▶ _TASK DETAILS_
Would you output the whole of the data exactly?

*** Opening of MATERIAL FOR THIS TASK ***

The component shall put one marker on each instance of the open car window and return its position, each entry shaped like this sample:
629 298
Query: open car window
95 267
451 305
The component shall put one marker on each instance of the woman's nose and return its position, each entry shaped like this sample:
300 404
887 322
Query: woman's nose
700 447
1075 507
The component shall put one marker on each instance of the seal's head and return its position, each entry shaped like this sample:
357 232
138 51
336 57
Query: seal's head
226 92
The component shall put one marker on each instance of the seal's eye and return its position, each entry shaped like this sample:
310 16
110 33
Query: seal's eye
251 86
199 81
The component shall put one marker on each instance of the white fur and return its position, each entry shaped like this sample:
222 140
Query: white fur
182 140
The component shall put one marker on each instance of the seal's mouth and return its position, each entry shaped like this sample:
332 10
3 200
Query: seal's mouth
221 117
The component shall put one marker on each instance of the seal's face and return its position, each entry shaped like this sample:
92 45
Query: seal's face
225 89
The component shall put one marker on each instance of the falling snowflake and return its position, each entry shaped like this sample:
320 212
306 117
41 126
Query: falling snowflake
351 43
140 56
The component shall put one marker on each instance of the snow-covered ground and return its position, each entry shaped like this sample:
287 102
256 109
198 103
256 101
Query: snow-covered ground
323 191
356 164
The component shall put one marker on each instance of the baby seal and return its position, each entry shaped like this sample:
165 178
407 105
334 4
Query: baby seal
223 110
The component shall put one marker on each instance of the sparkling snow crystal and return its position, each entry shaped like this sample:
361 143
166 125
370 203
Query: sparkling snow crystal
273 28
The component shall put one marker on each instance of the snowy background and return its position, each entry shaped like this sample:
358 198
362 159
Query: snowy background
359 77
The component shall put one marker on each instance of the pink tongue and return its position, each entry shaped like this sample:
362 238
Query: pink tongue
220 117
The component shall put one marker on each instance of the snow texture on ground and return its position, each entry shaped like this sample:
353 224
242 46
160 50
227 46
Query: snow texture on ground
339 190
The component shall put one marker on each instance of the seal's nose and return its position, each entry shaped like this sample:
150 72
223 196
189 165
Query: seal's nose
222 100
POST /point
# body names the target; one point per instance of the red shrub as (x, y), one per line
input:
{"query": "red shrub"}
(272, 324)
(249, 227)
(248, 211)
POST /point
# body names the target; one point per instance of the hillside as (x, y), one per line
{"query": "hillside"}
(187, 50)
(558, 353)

*** Close of MATERIAL FOR THIS TASK ***

▶ _SOLUTION FOR THIS PROBLEM_
The component shall put one marker on each instance of the open car window and return its position, each entry shaped like this sample:
629 298
Query: open car window
95 267
451 305
The component shall put one marker on each instance of the woman's nose and return its position, each entry shaped like this sample:
300 404
887 322
Query: woman's nose
700 447
1075 507
The component shall put one marker on each instance of the seal's head and return its position, each entry shaped like this sample:
357 232
138 51
336 57
Query: seal's head
226 92
The component shall put one marker on each instance of the seal's eye and return its position, each entry shaped like this sample:
310 16
110 33
Query: seal's eye
251 86
199 81
The component shall put one marker on each instance of the white fur and return its position, each entry shaped like this sample:
222 140
Query: white fur
182 140
The component shall put one marker on each instance of the seal's mouth and return its position, each entry shaped like this sample:
332 10
3 200
Query: seal's mouth
221 117
The component shall put one marker on each instance of the seal's face and return its position, each entry shaped like this sample:
92 45
Query: seal's face
225 89
The component shall put one marker on each instance of the falling snowflake and return its position, each entry shaped like this sample:
320 212
306 117
41 126
Query: falling snowflake
351 43
140 56
The component shall put one marker on each instance of the snow-covered ground and return its position, each entry shaped like this sample:
287 102
256 109
198 103
256 101
Query: snow-covered ground
323 191
356 164
The component shall put one marker on each instance of the baby seal and return its position, each entry shaped like this sample:
165 178
407 105
334 4
Query: baby seal
223 110
The component shall put one marker on each instance of the sparkling snow crystal and return its position, each entry shaped like this sample:
361 143
166 125
370 203
Query: sparkling snow crystal
273 28
The component shall put one marker on each instance of the snowy background and return its position, each entry shaped like this sample:
358 198
362 159
Query: snowy background
359 77
The component shall put one marker on each instance of the pink tongue and return its position, each entry shaped like this sample:
362 238
Query: pink tongue
220 117
The component shall put one marker on each instance of the snow texture on ground and return its position, each entry shaped like this sample:
353 224
242 46
160 50
227 46
Query: snow texture on ground
339 190
The component shall put one marker on each instance of the seal's nose and return its position, each entry shaped like this sample:
150 72
223 196
189 165
Query: seal's nose
222 100
POST /point
# body names the target; one point per instance of the red shrub as (x, y), one per line
input:
{"query": "red shrub"}
(272, 324)
(249, 227)
(248, 211)
POST /point
# body names the target; one point per instance of the hillside as (x, y), one per line
{"query": "hillside"}
(187, 50)
(558, 353)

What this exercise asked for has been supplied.